### WHAT IS NEEDED
Please copy the lines of the listing below word for word, starting at the line that contains "outline --target=bell tower" and ending at the last line of the listing, both included.

### DATA ROWS
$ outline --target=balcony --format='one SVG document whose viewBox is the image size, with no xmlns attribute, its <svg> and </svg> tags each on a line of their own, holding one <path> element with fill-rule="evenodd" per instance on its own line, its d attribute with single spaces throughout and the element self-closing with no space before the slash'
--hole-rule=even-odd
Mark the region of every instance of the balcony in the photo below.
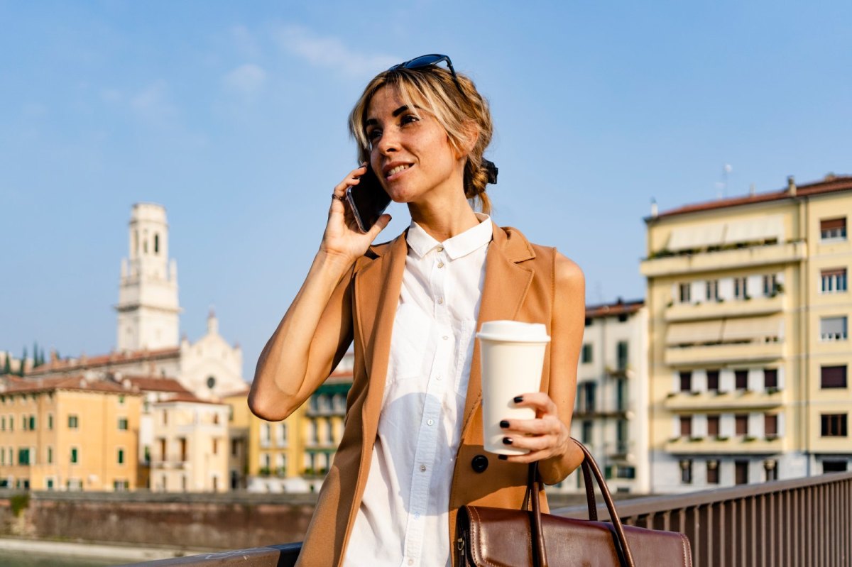
<svg viewBox="0 0 852 567">
<path fill-rule="evenodd" d="M 665 349 L 665 360 L 669 366 L 694 365 L 700 363 L 723 364 L 734 362 L 760 362 L 784 358 L 783 342 L 749 342 L 740 344 L 701 345 L 698 346 L 670 346 Z"/>
<path fill-rule="evenodd" d="M 642 274 L 647 278 L 674 276 L 696 272 L 734 270 L 740 267 L 797 262 L 808 255 L 804 242 L 747 246 L 711 252 L 658 255 L 643 260 Z"/>
<path fill-rule="evenodd" d="M 852 472 L 618 502 L 625 524 L 680 531 L 695 567 L 825 565 L 852 558 Z M 838 505 L 838 503 L 840 505 Z M 588 518 L 584 506 L 552 513 Z M 605 506 L 598 517 L 608 518 Z M 134 564 L 132 567 L 292 567 L 301 543 Z M 131 567 L 125 565 L 124 567 Z"/>
<path fill-rule="evenodd" d="M 731 317 L 769 315 L 784 309 L 783 295 L 774 297 L 757 296 L 753 299 L 701 303 L 676 303 L 665 310 L 666 322 L 721 319 Z"/>
<path fill-rule="evenodd" d="M 665 450 L 672 455 L 774 455 L 783 450 L 781 438 L 747 435 L 671 439 Z"/>
<path fill-rule="evenodd" d="M 704 411 L 712 410 L 769 410 L 784 404 L 783 392 L 778 389 L 734 390 L 733 392 L 676 392 L 670 393 L 663 406 L 671 411 Z"/>
</svg>

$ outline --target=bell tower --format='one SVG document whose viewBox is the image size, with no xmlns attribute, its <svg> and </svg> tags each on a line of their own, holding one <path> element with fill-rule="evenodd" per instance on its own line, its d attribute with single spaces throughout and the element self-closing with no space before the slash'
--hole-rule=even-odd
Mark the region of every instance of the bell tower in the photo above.
<svg viewBox="0 0 852 567">
<path fill-rule="evenodd" d="M 165 208 L 137 203 L 130 213 L 130 252 L 121 261 L 117 348 L 154 350 L 177 346 L 177 263 L 169 260 Z"/>
</svg>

### RESULT
$ outline --target=bell tower --format='one SVG document whose viewBox is the image size, with no xmlns attribute, its <svg> and </svg> tags each on a line of their own, holding one <path> element with fill-rule="evenodd" per instance on its own line, its d attribute with single spaces throughout and the element self-closing with no space before the slash'
--hole-rule=even-odd
Mark the region of every instance of the bell tower in the photo above.
<svg viewBox="0 0 852 567">
<path fill-rule="evenodd" d="M 165 208 L 137 203 L 130 213 L 130 252 L 121 261 L 117 348 L 154 350 L 177 346 L 177 263 L 169 260 Z"/>
</svg>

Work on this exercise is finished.